==== Record excerpts ====
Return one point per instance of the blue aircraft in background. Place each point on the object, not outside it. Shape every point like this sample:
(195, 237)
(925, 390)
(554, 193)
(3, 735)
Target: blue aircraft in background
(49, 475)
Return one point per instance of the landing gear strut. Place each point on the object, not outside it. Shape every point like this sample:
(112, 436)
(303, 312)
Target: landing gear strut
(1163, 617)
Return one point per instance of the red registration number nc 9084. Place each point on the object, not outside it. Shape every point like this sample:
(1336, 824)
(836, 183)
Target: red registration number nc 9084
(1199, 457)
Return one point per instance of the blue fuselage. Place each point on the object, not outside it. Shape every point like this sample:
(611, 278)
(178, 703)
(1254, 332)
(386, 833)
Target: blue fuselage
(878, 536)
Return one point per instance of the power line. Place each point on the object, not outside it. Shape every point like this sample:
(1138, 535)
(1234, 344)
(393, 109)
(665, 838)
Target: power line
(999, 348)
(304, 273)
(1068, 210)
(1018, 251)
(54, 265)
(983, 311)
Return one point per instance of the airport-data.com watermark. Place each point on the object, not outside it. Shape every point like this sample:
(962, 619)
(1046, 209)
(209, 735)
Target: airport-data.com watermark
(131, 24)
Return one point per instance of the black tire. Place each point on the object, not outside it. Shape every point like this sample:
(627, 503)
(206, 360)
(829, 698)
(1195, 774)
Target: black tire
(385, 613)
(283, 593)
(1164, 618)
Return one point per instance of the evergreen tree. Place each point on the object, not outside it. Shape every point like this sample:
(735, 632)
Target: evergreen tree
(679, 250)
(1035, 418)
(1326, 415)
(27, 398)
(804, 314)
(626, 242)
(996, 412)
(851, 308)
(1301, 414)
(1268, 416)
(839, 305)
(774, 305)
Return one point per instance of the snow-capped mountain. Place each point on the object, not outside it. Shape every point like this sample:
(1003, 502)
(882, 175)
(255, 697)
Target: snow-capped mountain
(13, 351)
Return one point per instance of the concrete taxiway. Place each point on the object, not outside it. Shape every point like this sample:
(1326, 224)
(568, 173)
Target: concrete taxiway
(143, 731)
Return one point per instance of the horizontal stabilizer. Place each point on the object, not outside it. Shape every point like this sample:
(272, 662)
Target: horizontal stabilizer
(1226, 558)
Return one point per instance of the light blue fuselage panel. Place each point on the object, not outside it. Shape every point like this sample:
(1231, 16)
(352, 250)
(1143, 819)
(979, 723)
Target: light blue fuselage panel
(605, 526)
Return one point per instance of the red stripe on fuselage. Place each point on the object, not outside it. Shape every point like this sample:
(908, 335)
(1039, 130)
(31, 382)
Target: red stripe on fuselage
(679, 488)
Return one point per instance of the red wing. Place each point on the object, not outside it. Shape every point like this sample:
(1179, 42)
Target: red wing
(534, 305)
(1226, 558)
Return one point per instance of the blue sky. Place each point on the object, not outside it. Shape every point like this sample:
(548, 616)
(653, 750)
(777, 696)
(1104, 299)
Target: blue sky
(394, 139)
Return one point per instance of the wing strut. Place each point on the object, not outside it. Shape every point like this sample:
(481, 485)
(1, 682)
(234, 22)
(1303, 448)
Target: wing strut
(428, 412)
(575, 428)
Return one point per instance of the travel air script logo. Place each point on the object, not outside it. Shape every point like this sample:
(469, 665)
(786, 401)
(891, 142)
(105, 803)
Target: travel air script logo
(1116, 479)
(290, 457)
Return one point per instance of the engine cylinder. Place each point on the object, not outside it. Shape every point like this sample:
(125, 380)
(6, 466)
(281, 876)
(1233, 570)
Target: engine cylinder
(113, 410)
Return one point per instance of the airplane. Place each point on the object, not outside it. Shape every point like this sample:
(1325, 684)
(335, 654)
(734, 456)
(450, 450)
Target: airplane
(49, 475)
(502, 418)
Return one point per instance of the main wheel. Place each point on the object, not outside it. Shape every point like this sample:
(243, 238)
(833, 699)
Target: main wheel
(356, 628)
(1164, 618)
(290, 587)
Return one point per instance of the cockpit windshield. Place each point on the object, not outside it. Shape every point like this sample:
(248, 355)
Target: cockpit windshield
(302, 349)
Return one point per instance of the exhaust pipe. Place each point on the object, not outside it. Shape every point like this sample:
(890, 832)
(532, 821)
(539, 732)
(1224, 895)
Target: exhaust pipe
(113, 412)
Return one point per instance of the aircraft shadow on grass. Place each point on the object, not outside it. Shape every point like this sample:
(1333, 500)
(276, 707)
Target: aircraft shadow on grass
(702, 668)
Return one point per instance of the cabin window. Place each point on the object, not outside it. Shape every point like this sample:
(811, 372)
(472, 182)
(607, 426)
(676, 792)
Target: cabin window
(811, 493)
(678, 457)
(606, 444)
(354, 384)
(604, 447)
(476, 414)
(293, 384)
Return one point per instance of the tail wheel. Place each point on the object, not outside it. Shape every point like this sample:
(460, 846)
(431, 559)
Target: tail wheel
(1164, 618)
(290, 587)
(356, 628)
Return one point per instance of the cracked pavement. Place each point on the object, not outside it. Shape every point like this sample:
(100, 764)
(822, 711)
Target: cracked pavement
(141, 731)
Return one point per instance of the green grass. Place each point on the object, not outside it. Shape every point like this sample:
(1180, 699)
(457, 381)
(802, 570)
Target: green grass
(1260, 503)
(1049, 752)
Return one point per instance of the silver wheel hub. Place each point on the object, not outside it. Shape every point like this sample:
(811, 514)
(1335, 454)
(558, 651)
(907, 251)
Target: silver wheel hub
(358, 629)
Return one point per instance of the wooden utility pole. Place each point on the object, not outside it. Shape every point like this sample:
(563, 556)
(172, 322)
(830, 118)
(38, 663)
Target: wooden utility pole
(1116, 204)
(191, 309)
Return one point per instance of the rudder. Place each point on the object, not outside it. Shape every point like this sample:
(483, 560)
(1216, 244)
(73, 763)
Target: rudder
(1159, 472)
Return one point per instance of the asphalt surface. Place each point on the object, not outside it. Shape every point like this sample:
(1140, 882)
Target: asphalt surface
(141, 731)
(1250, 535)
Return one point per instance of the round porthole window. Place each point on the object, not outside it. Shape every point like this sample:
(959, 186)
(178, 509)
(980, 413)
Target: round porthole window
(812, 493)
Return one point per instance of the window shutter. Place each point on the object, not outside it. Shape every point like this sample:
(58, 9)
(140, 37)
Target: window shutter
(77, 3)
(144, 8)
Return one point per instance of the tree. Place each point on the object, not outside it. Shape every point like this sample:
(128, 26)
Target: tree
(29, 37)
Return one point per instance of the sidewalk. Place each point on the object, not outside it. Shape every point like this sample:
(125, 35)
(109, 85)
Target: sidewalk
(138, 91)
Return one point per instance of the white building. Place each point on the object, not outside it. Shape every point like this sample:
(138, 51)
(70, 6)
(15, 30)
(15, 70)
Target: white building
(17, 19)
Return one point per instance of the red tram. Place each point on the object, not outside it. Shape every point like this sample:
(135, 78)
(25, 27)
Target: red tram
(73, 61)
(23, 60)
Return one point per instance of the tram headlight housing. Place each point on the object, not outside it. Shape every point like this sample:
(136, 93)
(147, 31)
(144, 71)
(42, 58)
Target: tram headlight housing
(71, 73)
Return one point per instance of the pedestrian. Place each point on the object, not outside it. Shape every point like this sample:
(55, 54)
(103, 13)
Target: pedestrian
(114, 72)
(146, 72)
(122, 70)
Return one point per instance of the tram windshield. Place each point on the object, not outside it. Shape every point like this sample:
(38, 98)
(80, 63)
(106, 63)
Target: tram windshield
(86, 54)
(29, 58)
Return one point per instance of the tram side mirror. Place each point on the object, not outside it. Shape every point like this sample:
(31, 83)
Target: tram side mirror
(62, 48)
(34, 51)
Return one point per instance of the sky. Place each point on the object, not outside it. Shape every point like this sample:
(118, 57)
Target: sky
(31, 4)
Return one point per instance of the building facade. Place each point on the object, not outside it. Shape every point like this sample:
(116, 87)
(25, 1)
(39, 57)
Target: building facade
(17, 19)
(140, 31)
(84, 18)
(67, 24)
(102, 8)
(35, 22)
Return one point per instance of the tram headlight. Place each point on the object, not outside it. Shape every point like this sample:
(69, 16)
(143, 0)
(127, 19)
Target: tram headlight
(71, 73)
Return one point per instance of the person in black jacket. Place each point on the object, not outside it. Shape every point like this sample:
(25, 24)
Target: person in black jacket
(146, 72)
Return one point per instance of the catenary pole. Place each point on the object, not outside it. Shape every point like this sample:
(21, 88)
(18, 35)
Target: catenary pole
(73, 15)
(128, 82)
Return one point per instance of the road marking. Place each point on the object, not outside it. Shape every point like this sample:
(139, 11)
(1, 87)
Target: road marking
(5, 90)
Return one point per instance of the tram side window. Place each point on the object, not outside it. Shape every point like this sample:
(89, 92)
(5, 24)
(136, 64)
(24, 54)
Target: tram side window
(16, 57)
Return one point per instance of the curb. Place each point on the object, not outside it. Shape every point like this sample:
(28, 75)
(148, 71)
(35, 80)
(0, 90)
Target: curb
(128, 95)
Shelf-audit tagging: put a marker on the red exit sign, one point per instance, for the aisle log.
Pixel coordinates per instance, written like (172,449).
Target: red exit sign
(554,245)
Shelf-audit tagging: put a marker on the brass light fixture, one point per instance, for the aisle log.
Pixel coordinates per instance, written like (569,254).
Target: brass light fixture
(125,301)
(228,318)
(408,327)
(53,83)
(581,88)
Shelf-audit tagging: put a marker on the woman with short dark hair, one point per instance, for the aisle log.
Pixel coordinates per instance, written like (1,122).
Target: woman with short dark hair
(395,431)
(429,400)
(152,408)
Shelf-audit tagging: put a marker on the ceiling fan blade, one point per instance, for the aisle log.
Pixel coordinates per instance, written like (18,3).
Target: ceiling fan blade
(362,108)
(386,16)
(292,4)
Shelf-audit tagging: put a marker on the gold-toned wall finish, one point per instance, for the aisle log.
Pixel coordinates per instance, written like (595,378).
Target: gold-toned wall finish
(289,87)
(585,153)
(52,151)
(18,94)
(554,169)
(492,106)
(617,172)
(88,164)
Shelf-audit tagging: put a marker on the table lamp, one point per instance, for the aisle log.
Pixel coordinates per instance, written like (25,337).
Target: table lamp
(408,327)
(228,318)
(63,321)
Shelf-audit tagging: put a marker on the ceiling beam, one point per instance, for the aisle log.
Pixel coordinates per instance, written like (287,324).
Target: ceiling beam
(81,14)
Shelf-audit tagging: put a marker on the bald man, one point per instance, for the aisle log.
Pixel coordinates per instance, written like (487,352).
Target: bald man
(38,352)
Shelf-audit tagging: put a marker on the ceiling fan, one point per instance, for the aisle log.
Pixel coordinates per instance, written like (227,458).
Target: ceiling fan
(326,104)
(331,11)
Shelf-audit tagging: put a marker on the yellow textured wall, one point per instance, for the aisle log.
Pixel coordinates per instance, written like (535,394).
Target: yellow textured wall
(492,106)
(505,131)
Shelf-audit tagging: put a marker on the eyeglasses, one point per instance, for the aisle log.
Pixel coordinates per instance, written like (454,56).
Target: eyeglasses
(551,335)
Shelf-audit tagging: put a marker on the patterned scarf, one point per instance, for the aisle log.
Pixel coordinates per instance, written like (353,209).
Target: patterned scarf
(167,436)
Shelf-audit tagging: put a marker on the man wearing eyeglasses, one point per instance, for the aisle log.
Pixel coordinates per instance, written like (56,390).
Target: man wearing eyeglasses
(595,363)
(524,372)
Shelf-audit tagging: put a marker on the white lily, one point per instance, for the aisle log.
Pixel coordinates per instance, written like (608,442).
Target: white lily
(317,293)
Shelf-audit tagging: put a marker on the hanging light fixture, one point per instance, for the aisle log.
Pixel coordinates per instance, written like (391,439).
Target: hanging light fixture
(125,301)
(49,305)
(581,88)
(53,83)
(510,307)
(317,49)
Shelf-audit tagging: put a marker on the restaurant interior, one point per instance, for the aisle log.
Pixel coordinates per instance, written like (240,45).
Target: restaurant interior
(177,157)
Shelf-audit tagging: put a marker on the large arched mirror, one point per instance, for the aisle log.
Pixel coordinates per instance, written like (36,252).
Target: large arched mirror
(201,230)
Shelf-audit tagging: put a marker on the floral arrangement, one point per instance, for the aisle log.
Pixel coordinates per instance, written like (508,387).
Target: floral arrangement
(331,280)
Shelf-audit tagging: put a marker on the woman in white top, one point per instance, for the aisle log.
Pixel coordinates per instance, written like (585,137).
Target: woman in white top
====
▶ Your assignment:
In the data above, find the line that contains "Return one point per instance of the building" and the line that contains "Pixel coordinates per instance, written like (569,254).". Repeat exactly those lines and every line between them, and only those.

▶ Answer to the problem:
Return one point per instance of the building facade. Place each point on the object, not outside it. Shape every point like this sample:
(116, 87)
(25, 1)
(39, 57)
Target: building facade
(17, 19)
(140, 31)
(84, 18)
(67, 24)
(102, 8)
(35, 22)
Return one point per instance of the tram headlight. Place each point on the object, not outside it. Shape every point like this sample:
(69, 16)
(143, 0)
(127, 19)
Target: tram headlight
(71, 73)
Return one point per instance of the person in black jacket. Place each point on the object, not outside it. Shape every point like this sample:
(25, 24)
Target: person in black jacket
(146, 72)
Return one point per instance of the catenary pole. Place each point on the object, not outside it. Shape every point like this sample:
(21, 88)
(18, 35)
Target: catenary pole
(73, 15)
(128, 82)
Return one point per instance of the road marking. Place each point on the object, not outside it. Shape every point like this sample:
(139, 11)
(1, 87)
Target: road marking
(5, 90)
Return one point per instance of the tram side window. Place each point on the object, not outside it. Shape every point like this sample:
(89, 92)
(5, 24)
(136, 64)
(24, 54)
Target: tram side window
(16, 57)
Return one point per instance of the curb. Place each point on the object, not outside it. Shape every point like this sample:
(28, 75)
(148, 71)
(35, 80)
(0, 90)
Target: curb
(128, 95)
Shelf-audit tagging: put a marker on the red exit sign, one point per instance, for the aisle log.
Pixel coordinates per instance, written like (172,449).
Target: red exit sign
(554,245)
Shelf-audit tagging: put a marker on the brass light fixture, one point per instance, for the aisle log.
Pixel coordinates per instance, written like (569,254).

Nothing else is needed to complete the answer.